→ **THE EXERCISE**
Below are records; transcribe only the line with "banding, that would be most helpful." and those after it, through the last line, without any change.

──────────────────────────────

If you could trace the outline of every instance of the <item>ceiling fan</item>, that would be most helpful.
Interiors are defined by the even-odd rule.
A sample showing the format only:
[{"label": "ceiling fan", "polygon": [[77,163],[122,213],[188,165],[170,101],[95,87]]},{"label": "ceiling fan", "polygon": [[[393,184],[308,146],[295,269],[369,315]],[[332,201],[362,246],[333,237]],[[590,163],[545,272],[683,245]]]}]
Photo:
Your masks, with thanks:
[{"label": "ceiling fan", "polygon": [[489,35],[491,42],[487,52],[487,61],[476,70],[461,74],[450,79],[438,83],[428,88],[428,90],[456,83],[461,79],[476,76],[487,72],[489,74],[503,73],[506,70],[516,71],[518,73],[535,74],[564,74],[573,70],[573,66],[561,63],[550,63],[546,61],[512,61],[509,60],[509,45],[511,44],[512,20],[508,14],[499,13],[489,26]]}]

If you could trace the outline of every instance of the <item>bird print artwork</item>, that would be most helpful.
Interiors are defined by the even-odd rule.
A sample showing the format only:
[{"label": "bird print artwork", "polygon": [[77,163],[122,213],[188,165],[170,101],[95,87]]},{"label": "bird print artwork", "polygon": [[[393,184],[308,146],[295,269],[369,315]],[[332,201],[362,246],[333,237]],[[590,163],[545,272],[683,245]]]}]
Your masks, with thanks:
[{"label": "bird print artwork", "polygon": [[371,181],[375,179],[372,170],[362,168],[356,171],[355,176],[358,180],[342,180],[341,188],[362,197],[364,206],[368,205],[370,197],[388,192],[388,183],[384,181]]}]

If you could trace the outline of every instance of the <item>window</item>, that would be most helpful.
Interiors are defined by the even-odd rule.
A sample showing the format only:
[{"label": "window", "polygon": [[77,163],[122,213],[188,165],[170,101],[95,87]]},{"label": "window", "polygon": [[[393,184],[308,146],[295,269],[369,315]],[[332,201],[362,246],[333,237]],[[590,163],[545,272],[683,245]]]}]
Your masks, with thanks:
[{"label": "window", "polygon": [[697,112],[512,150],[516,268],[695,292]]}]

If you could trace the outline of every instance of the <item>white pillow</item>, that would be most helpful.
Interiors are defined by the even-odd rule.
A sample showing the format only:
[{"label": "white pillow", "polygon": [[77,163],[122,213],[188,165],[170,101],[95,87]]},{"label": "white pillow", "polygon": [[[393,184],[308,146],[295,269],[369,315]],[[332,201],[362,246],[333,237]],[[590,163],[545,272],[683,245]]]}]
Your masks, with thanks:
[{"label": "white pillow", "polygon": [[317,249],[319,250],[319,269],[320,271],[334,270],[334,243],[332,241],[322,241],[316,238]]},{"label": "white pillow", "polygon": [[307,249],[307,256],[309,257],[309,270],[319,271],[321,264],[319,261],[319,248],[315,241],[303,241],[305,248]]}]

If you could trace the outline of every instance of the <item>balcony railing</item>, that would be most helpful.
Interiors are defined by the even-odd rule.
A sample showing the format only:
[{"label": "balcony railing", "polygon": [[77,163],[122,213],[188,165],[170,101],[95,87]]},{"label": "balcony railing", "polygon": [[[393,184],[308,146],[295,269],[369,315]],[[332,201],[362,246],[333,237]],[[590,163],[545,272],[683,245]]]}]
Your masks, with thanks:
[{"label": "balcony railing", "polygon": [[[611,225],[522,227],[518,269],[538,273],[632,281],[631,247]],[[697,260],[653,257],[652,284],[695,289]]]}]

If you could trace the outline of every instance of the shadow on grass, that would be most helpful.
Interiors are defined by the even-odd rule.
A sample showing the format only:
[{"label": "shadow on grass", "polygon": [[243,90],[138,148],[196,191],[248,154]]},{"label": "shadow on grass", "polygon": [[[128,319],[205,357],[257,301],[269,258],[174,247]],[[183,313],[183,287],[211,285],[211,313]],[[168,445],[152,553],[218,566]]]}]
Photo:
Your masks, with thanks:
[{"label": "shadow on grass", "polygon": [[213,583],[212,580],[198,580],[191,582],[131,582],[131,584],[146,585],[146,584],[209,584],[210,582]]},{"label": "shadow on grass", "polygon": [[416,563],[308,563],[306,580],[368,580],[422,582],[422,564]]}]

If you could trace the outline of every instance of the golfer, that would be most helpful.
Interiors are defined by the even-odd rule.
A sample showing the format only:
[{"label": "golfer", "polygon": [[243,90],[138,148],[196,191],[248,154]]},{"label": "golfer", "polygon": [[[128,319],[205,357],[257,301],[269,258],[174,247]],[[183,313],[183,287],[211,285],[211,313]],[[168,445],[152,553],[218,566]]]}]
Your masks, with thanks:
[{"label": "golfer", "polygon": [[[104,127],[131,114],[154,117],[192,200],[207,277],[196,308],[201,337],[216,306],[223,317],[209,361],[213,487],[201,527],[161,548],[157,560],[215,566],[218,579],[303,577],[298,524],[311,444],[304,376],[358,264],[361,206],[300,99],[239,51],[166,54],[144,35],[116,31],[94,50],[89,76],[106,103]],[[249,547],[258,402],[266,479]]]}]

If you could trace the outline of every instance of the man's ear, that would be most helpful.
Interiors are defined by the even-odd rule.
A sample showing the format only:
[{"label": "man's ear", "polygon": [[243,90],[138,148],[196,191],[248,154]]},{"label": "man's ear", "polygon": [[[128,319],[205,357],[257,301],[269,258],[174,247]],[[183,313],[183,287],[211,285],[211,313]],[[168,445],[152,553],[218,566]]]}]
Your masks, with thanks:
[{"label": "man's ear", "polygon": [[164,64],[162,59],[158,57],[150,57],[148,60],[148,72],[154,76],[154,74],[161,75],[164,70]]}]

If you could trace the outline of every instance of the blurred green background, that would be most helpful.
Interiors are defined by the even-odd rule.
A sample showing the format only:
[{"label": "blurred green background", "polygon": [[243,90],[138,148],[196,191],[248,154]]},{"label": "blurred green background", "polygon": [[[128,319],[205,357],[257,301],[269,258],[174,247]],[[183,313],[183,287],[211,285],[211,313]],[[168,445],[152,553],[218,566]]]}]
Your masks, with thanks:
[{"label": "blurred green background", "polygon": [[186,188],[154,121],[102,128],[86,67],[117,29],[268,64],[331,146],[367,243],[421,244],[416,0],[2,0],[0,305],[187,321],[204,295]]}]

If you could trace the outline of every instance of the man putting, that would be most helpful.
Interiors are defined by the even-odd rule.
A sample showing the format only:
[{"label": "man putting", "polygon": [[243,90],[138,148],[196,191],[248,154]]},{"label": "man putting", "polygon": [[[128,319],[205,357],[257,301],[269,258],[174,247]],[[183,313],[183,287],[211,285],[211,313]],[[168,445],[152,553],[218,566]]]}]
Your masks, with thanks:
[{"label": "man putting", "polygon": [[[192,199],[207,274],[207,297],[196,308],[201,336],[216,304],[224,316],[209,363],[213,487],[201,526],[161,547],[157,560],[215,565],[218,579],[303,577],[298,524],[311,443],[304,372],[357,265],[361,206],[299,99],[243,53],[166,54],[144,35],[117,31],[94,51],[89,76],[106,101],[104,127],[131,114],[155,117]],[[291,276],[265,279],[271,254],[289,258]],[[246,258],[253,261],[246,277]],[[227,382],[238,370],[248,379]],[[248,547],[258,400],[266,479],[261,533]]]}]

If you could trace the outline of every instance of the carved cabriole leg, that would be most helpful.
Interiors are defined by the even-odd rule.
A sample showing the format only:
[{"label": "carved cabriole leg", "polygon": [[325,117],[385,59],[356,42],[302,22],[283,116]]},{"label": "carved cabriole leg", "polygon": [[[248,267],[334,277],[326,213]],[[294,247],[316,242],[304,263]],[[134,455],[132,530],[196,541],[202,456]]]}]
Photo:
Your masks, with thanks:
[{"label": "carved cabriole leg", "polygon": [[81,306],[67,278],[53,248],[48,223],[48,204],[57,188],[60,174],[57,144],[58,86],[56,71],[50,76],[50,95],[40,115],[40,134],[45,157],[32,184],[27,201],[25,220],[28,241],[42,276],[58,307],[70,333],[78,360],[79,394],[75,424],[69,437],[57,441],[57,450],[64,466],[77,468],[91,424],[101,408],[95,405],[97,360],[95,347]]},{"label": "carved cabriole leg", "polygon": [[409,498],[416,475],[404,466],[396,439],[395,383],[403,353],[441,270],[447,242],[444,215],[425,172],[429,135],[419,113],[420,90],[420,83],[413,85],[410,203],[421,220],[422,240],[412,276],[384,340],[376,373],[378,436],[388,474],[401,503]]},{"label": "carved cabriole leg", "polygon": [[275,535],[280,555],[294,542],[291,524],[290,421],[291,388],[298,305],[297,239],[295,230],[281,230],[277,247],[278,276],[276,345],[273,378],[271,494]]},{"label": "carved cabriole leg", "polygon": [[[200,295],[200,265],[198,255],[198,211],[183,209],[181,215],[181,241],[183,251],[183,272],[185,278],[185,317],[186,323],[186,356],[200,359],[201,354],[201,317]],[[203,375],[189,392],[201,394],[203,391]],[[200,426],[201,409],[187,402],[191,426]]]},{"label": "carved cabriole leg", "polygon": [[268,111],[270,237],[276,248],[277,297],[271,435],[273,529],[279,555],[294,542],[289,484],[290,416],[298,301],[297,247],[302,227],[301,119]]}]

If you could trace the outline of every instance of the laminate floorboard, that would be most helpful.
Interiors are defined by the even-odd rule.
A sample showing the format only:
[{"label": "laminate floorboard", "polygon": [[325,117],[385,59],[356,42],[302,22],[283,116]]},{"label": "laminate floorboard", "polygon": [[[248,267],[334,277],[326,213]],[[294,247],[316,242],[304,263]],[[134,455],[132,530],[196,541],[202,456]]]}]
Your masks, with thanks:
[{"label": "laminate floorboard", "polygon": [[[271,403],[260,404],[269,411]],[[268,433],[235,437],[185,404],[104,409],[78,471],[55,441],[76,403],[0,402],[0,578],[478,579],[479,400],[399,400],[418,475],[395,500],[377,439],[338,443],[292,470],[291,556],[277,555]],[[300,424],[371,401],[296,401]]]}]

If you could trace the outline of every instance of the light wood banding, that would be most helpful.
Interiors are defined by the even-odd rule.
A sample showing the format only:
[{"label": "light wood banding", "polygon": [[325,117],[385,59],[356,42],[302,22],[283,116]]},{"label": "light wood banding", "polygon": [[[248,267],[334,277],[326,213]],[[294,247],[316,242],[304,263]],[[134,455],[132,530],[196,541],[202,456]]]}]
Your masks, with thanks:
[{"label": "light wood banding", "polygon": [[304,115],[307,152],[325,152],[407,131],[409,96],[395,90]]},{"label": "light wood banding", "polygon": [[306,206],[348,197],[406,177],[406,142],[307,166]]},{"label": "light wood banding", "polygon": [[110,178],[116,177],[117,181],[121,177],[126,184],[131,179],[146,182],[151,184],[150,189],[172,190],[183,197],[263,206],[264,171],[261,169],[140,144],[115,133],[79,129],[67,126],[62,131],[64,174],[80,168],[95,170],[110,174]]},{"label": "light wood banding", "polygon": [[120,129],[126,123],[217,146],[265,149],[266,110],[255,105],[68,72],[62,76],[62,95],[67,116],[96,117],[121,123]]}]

──────────────────────────────

→ **FINAL ANSWER**
If you could trace the outline of every instance of the light wood banding, that would be most helpful.
Interiors are defined by the even-odd rule.
A sample showing the format only:
[{"label": "light wood banding", "polygon": [[325,117],[385,59],[356,42],[302,22],[283,116]]},{"label": "light wood banding", "polygon": [[[248,267],[334,277],[326,213]],[[294,247],[316,242],[304,263]],[[134,455],[132,530],[196,541],[202,456]]]}]
Your masks, with thanks:
[{"label": "light wood banding", "polygon": [[304,115],[307,152],[325,152],[407,131],[409,96],[395,90]]},{"label": "light wood banding", "polygon": [[306,206],[348,197],[406,177],[406,142],[307,166]]},{"label": "light wood banding", "polygon": [[110,178],[116,177],[117,181],[121,177],[126,184],[131,179],[146,182],[151,184],[150,189],[172,190],[183,197],[263,206],[264,171],[261,169],[140,144],[115,133],[79,129],[67,126],[62,131],[64,174],[80,168],[95,170],[110,174]]},{"label": "light wood banding", "polygon": [[120,129],[126,123],[217,146],[265,149],[266,110],[255,105],[68,72],[62,76],[62,95],[67,116],[96,117],[121,123]]}]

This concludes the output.